Gorillaz has presented itself live in a variety of different ways throughout its history, such as hiding the touring band from the audience's view in the early years of the project, projecting animated band members on stage via computer graphics and traditional live touring featuring a fully visible live band. The band have sold over 28 million records worldwide and are cited by Guinness World Records as the world's "Most Successful Virtual Band". They have won a Grammy Award, two MTV Video Music Awards, an NME Award and four MTV Europe Music Awards. They have also been nominated for 11 Brit Awards and won Best British Group at the 2018 Brit Awards.

History

Creation (1998–2000)

● **Problems to solve**:
**a)** Reproduce word for word the part of the Gorillaz passage that opens with the words containing "Gorillaz has presented" and closes with "Creation (1998–2000)".
**b)** Resume the Gorillaz passage from the point where it stops.
The lines after this come from a separate source.

Records of labeled points
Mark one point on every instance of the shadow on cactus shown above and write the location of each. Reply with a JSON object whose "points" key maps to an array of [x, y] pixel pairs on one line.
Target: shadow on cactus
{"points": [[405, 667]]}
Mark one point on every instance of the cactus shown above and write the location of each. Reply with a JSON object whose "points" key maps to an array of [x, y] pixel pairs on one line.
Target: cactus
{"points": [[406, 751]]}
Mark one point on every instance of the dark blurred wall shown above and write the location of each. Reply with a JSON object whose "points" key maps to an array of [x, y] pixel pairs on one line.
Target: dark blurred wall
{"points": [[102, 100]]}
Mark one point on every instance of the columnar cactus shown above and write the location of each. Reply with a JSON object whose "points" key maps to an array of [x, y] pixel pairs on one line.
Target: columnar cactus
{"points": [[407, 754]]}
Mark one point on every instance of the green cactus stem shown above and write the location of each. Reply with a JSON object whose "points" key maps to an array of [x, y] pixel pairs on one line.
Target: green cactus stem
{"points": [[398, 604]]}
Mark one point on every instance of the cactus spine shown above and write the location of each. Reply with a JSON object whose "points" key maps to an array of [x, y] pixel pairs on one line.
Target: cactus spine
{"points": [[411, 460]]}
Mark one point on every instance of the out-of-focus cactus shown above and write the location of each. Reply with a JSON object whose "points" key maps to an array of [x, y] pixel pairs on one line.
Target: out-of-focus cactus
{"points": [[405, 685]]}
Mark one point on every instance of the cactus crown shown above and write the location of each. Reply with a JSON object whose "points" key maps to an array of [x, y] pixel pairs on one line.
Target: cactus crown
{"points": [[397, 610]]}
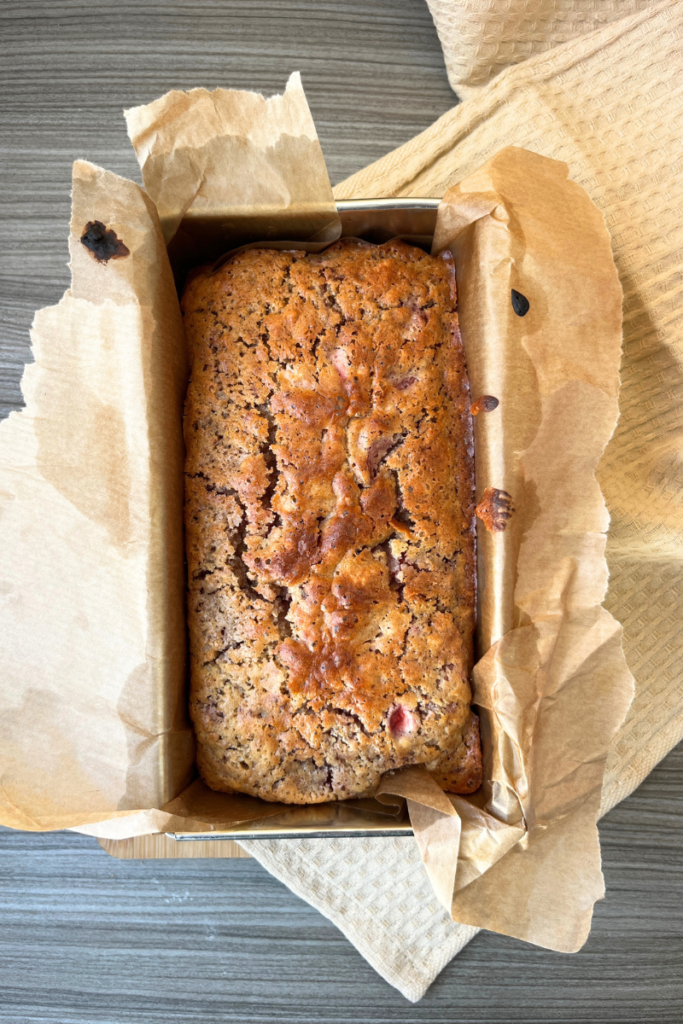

● **Expected answers**:
**a)**
Gorillaz has presented itself live in a variety of different ways throughout its history, such as hiding the touring band from the audience's view in the early years of the project, projecting animated band members on stage via computer graphics and traditional live touring featuring a fully visible live band. The band have sold over 28 million records worldwide and are cited by Guinness World Records as the world's "Most Successful Virtual Band". They have won a Grammy Award, two MTV Video Music Awards, an NME Award and four MTV Europe Music Awards. They have also been nominated for 11 Brit Awards and won Best British Group at the 2018 Brit Awards.

History

Creation (1998–2000)

**b)**
Musician Damon Albarn and comic artist Jamie Hewlett met in 1990 when guitarist Graham Coxon, a fan of Hewlett's work, asked him to interview Blur, which Albarn and Coxon had recently formed. The interview was published in Deadline magazine, home of Hewlett's comic strip Tank Girl. Hewlett initially thought Albarn was "arsey, a wanker;" and despite becoming acquaintances with the band, they often did not get on, especially after Hewlett began seeing Coxon's ex-girlfriend Jane Olliver. Despite this, Albarn and Hewlett started sharing a flat on Westbourne Grove in London in 1997. Hewlett had recently broken up with Olliver and Albarn was at the end of his highly publicised relationship with Justine Frischmann of Elastica.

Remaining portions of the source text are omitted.